Some records:

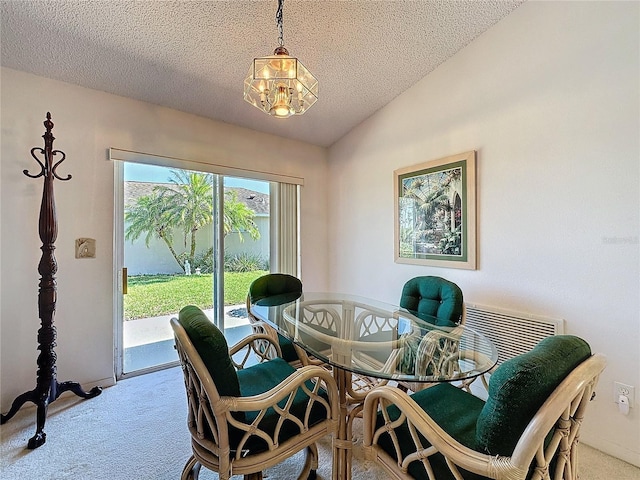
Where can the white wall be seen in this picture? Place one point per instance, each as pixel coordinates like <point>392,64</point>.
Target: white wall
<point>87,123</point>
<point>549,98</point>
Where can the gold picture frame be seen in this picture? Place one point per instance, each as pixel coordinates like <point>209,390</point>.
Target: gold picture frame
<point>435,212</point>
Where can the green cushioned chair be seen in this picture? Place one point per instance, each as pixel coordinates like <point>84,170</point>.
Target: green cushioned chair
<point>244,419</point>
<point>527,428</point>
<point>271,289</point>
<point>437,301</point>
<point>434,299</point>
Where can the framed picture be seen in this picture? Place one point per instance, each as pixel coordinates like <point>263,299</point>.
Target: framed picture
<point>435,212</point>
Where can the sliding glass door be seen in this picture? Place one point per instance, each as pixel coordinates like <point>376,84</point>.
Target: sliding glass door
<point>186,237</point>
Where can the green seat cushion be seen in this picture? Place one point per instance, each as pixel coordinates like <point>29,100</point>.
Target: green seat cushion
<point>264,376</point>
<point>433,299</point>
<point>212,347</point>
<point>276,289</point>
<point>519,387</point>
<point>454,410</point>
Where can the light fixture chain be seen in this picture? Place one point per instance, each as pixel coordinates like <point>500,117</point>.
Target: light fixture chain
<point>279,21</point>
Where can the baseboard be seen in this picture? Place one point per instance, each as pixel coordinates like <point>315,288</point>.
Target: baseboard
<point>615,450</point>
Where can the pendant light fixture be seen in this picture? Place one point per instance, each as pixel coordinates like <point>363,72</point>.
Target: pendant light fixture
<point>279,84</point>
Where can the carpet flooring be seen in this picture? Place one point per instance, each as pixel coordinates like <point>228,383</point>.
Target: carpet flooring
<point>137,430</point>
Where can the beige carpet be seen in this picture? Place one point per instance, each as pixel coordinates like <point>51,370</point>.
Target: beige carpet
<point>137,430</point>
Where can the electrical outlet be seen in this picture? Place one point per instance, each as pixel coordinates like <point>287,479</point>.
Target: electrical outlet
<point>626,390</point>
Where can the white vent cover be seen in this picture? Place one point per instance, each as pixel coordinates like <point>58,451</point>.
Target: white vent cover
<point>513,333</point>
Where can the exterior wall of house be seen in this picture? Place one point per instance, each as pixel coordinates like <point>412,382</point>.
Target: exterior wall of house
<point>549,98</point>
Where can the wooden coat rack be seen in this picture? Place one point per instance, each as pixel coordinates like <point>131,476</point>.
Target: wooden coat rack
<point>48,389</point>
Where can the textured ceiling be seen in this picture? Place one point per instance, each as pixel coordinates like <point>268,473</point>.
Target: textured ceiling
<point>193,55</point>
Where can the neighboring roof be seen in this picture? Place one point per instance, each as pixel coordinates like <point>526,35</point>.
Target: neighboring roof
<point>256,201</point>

--

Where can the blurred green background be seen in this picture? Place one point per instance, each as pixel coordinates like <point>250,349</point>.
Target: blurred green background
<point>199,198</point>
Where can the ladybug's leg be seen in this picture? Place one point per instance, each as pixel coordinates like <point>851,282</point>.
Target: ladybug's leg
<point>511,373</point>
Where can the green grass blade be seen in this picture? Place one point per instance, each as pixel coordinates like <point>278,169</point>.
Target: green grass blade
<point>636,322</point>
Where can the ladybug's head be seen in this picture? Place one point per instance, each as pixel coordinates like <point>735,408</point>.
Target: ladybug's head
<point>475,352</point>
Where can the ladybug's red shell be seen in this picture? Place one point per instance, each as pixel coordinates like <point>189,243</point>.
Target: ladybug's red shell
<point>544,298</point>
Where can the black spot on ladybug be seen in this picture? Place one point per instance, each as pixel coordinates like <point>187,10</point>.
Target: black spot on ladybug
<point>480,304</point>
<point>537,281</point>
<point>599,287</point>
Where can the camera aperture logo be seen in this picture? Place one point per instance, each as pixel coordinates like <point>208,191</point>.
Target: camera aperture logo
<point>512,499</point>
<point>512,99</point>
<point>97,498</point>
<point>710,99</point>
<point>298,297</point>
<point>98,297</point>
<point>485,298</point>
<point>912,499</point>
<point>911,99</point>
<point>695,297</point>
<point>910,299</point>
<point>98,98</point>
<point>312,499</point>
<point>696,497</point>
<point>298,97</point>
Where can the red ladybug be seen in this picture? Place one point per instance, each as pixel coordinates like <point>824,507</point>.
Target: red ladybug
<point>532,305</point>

## WORK REQUIRED
Return the lines of the records from the line with "Where can the ladybug's head" up to and including the line with "<point>544,298</point>", swapping "ladybug's" for "beetle's" wherever it occurs and keeping everything else the same. Give only those lines.

## RESULT OF THIS EXERCISE
Where can the beetle's head be seen in this picture? Place one point per instance, each as pixel coordinates like <point>735,408</point>.
Target: beetle's head
<point>475,352</point>
Where can the beetle's red shell be seen in this picture? Place one point per instance, each as pixel coordinates like <point>189,243</point>.
Target: beetle's red shell
<point>544,298</point>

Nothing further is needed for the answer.